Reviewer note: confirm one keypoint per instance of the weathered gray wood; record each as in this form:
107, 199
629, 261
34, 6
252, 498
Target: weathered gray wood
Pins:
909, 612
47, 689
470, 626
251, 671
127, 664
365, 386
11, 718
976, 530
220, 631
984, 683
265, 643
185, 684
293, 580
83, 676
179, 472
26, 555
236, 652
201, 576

+-------+

## Task details
Please recast every line of the items above as a Markdown table with two columns, Row and Line. Number the rows in order and leave out any blank lines.

## Result below
| Row | Line |
|---|---|
| 1 | Reviewer note: confirm one keypoint per instance of the weathered gray wood; record each as in this form: |
| 2 | 107, 199 |
| 3 | 629, 261 |
| 4 | 34, 6 |
| 5 | 252, 498 |
| 6 | Target: weathered gray wood |
| 7 | Pins: |
| 8 | 909, 612 |
| 9 | 47, 689 |
| 10 | 470, 626 |
| 11 | 251, 671 |
| 12 | 127, 664 |
| 13 | 365, 386 |
| 14 | 11, 718 |
| 15 | 976, 530 |
| 16 | 220, 631 |
| 17 | 984, 683 |
| 18 | 265, 643 |
| 19 | 185, 684 |
| 20 | 293, 580 |
| 21 | 83, 676 |
| 22 | 179, 472 |
| 23 | 26, 555 |
| 24 | 236, 652 |
| 25 | 201, 576 |